-- Text extract --
[start]
Graph traversal operations work on CSR edge indices (ray_rel_t). See CSR / Relationship API below to build the index.

ray_expand

ray_expand
1-hop neighbor expansion. For each source node, outputs all neighbors from the CSR index. Direction: 0=forward, 1=reverse, 2=both.
ray_op_t* ray_expand(ray_graph_t* g, ray_op_t* src_nodes, ray_rel_t* rel, uint8_t direction);

ray_var_expand

ray_var_expand
Variable-length BFS traversal from start nodes through min_depth to max_depth hops. With track_path=true, outputs the full path for each reached node.
ray_op_t* ray_var_expand(ray_graph_t* g, ray_op_t* start_nodes, ray_rel_t* rel, uint8_t direction, uint8_t min_depth, uint8_t max_depth, bool track_path);

ray_shortest_path

ray_shortest_path
BFS shortest path between source and destination nodes, up to max_depth hops.
ray_op_t* ray_shortest_path(ray_graph_t* g, ray_op_t* src, ray_op_t* dst, ray_rel_t* rel, uint8_t max_depth);

ray_wco_join

ray_wco_join
Worst-case optimal join via Leapfrog Triejoin. Enumerates multi-way patterns (triangles, k-cliques) over multiple relationships without materializing intermediate cross-products.
ray_op_t* ray_wco_join(ray_graph_t* g, ray_rel_t** rels, uint8_t n_rels, uint8_t n_vars);

Additional Graph Algorithms

Function Algorithm
ray_pagerank(g, rel, max_iter, damping)Iterative PageRank
ray_connected_comp(g, rel)Connected components (label propagation)
[end]
-- The problem --
According to the graph traversal reference, which algorithm does ray_wco_join use? The listing after this graph traversal reference is separate material.

-- Raw data --
[start]
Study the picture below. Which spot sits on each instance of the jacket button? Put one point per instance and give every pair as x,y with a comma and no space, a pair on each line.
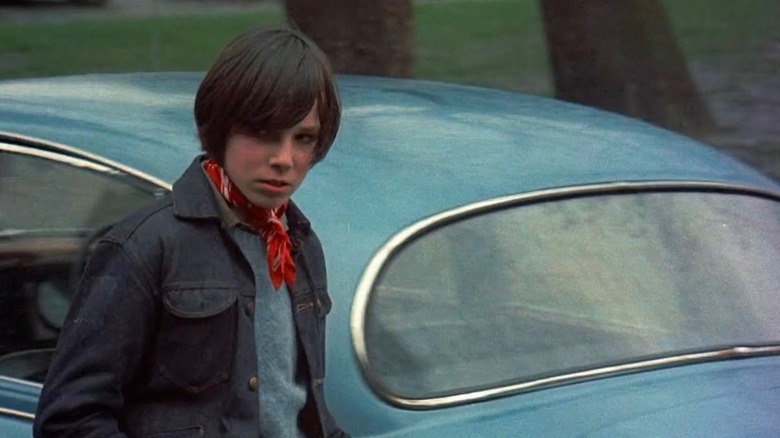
254,384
[end]
-- Correct output --
Leapfrog Triejoin.